• **Input records**
*****

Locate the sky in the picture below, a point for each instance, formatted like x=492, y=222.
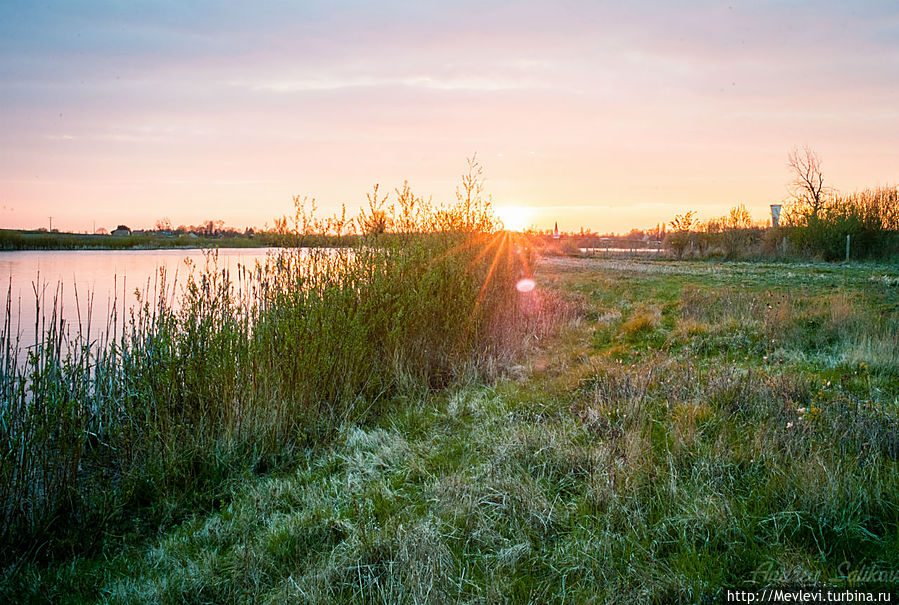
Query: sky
x=598, y=115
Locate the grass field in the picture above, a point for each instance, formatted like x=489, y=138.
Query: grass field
x=689, y=426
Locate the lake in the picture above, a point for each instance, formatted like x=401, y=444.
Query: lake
x=108, y=276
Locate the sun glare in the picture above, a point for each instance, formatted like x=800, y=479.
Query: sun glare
x=515, y=218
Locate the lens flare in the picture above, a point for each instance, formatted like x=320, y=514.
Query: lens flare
x=525, y=285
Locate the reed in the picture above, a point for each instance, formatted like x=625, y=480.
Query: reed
x=225, y=374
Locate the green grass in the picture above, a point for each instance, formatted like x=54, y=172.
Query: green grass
x=691, y=426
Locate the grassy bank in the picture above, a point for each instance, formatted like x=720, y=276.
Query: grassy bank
x=232, y=375
x=696, y=425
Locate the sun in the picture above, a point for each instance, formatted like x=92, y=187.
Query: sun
x=515, y=218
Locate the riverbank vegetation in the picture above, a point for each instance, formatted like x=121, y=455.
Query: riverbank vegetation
x=693, y=426
x=227, y=376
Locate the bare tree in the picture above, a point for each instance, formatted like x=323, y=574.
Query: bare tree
x=808, y=186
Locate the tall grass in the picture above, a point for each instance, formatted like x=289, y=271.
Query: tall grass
x=233, y=373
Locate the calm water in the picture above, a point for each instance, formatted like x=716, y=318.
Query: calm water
x=109, y=276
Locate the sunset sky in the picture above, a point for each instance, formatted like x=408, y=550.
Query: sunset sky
x=594, y=114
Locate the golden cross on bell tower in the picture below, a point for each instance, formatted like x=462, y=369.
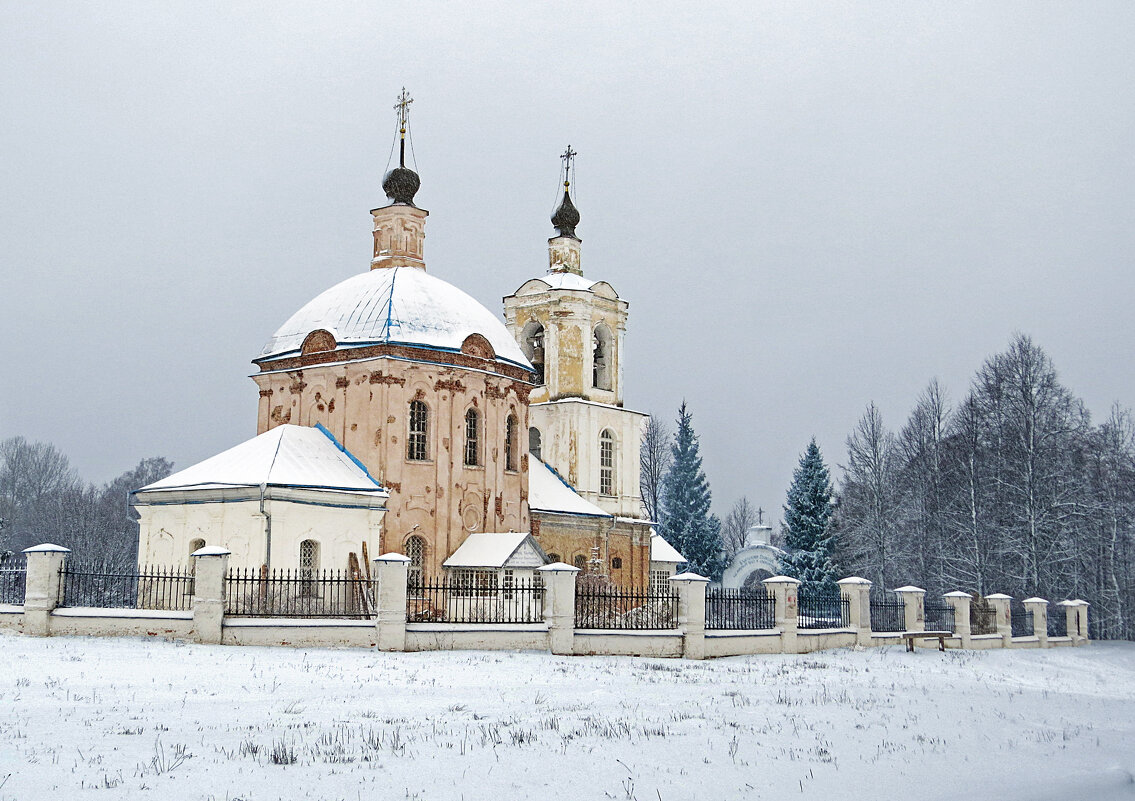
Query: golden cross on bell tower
x=566, y=157
x=403, y=108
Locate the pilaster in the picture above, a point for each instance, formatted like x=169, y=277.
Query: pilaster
x=560, y=606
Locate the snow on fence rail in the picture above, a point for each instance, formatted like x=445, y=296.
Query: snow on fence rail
x=442, y=600
x=297, y=593
x=740, y=609
x=607, y=607
x=11, y=586
x=888, y=613
x=151, y=588
x=823, y=609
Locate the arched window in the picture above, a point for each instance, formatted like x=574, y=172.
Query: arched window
x=417, y=449
x=415, y=551
x=606, y=463
x=532, y=345
x=510, y=443
x=600, y=359
x=472, y=438
x=309, y=564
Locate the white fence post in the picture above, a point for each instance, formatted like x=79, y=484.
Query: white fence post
x=1003, y=616
x=784, y=590
x=209, y=571
x=391, y=572
x=560, y=606
x=41, y=587
x=691, y=613
x=858, y=593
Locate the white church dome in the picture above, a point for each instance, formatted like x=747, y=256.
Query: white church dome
x=397, y=305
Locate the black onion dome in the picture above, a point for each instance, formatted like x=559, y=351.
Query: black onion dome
x=401, y=185
x=566, y=217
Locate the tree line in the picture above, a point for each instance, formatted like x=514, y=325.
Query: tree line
x=43, y=499
x=1012, y=489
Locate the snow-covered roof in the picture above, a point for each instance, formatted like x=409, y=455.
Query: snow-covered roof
x=662, y=550
x=285, y=456
x=494, y=549
x=549, y=492
x=400, y=305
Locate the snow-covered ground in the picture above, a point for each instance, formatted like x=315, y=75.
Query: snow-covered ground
x=109, y=718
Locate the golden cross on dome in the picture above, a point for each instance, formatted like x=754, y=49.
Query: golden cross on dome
x=566, y=158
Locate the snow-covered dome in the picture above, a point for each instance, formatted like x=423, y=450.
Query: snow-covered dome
x=398, y=305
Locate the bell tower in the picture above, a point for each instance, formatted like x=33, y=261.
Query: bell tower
x=571, y=329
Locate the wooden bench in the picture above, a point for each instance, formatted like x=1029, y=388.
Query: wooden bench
x=909, y=637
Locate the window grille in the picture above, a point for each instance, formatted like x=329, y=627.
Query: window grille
x=415, y=551
x=472, y=438
x=606, y=463
x=419, y=427
x=510, y=443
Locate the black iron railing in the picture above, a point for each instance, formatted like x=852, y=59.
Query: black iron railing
x=740, y=609
x=982, y=620
x=257, y=592
x=888, y=613
x=488, y=599
x=151, y=588
x=939, y=616
x=620, y=608
x=11, y=586
x=1058, y=622
x=822, y=609
x=1022, y=622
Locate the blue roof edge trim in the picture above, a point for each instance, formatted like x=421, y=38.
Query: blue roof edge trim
x=320, y=427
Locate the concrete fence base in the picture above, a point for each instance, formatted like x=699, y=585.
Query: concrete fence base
x=388, y=630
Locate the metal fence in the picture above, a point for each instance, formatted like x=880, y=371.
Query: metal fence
x=982, y=620
x=619, y=608
x=747, y=609
x=486, y=600
x=1058, y=622
x=823, y=609
x=151, y=588
x=939, y=616
x=1022, y=621
x=11, y=586
x=257, y=592
x=888, y=613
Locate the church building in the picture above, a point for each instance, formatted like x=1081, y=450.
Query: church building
x=467, y=424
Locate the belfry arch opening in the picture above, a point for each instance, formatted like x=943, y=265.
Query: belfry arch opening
x=603, y=356
x=531, y=343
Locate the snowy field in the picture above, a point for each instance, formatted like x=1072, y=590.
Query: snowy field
x=106, y=718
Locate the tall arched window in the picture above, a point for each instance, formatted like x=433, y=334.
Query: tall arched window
x=510, y=443
x=309, y=564
x=417, y=449
x=415, y=551
x=600, y=359
x=606, y=463
x=472, y=438
x=532, y=344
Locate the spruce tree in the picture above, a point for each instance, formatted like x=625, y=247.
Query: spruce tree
x=808, y=534
x=687, y=523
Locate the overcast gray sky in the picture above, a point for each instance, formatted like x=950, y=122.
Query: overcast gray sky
x=808, y=205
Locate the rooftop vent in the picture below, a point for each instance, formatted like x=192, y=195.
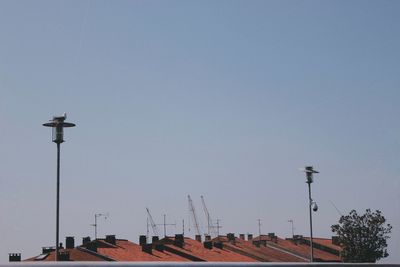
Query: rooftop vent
x=12, y=257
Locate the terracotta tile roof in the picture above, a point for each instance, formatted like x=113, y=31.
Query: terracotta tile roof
x=326, y=242
x=125, y=250
x=197, y=252
x=264, y=254
x=75, y=254
x=301, y=248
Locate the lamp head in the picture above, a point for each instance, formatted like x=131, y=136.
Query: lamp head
x=309, y=170
x=58, y=123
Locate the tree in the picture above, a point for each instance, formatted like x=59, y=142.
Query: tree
x=363, y=237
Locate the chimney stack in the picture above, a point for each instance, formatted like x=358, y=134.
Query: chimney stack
x=85, y=240
x=155, y=239
x=142, y=240
x=63, y=256
x=335, y=241
x=13, y=257
x=208, y=244
x=111, y=239
x=69, y=242
x=219, y=244
x=231, y=237
x=147, y=248
x=198, y=238
x=179, y=240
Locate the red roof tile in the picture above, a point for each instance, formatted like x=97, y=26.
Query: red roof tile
x=75, y=254
x=196, y=250
x=265, y=254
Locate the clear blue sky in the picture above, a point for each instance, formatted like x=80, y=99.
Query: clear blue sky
x=225, y=99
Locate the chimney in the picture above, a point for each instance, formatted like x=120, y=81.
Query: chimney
x=110, y=239
x=179, y=240
x=155, y=239
x=69, y=242
x=198, y=238
x=335, y=240
x=219, y=245
x=147, y=248
x=85, y=240
x=63, y=256
x=271, y=235
x=13, y=257
x=208, y=244
x=142, y=240
x=231, y=237
x=46, y=250
x=159, y=247
x=92, y=246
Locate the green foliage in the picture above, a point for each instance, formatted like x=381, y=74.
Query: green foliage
x=363, y=237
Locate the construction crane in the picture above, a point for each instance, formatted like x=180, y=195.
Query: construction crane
x=193, y=213
x=210, y=226
x=152, y=223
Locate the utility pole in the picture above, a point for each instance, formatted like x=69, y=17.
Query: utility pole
x=292, y=222
x=167, y=224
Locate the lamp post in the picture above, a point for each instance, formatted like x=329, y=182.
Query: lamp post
x=58, y=124
x=309, y=174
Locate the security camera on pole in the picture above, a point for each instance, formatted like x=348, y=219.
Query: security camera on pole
x=312, y=204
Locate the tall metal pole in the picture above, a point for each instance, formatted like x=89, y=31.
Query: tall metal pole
x=58, y=202
x=165, y=226
x=311, y=237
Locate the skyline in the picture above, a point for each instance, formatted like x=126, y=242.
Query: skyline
x=224, y=99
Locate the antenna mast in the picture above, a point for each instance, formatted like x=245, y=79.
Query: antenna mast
x=153, y=225
x=193, y=213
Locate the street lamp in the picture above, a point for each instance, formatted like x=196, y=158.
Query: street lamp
x=58, y=124
x=312, y=204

*****

Present the lines of the listing as a Markdown table with the columns Row and Line, starting at the line that contains "Locate the bell" and ending at the line that contains "x=467, y=424". Number each row and omit any blank lines.

| Row | Line |
|---|---|
| 1 | Locate the bell tower in the picture above, a point for each instance, formatted like x=33, y=261. |
| 2 | Query: bell tower |
| 3 | x=571, y=329 |
| 4 | Locate the wooden bench in the picture above, a point for each instance, formatted like x=1029, y=388. |
| 5 | Query: wooden bench |
| 6 | x=909, y=637 |
| 7 | Locate the window grille in the picture above, a point for each instance, formatted like x=329, y=627. |
| 8 | Query: window grille |
| 9 | x=415, y=551 |
| 10 | x=472, y=438 |
| 11 | x=606, y=463 |
| 12 | x=419, y=427 |
| 13 | x=510, y=443 |
| 14 | Locate the black iron railing in the picture above, a point for each instance, formatted like x=852, y=59. |
| 15 | Query: black iron railing |
| 16 | x=740, y=609 |
| 17 | x=982, y=620 |
| 18 | x=257, y=592 |
| 19 | x=888, y=613 |
| 20 | x=488, y=599 |
| 21 | x=151, y=588 |
| 22 | x=939, y=616 |
| 23 | x=620, y=608 |
| 24 | x=11, y=586 |
| 25 | x=1058, y=622 |
| 26 | x=822, y=609 |
| 27 | x=1022, y=622 |
| 28 | Locate the blue roof edge trim in the picture above, a point for each instance, formatted like x=421, y=38. |
| 29 | Query: blue roof edge trim |
| 30 | x=320, y=427 |
| 31 | Locate the concrete fence base in the picture above, a point for each instance, formatted like x=699, y=585. |
| 32 | Query: concrete fence base |
| 33 | x=388, y=630 |
| 34 | Locate the metal fence in the picture above, a point for each instance, formatted like x=880, y=371. |
| 35 | Query: metal fence |
| 36 | x=982, y=620 |
| 37 | x=619, y=608 |
| 38 | x=747, y=609 |
| 39 | x=486, y=600 |
| 40 | x=1058, y=622 |
| 41 | x=823, y=609 |
| 42 | x=151, y=588 |
| 43 | x=939, y=616 |
| 44 | x=1022, y=621 |
| 45 | x=11, y=586 |
| 46 | x=257, y=592 |
| 47 | x=888, y=613 |
| 48 | Locate the church building in the picture above, a point for each instance, formatted like x=1081, y=450. |
| 49 | Query: church building |
| 50 | x=467, y=424 |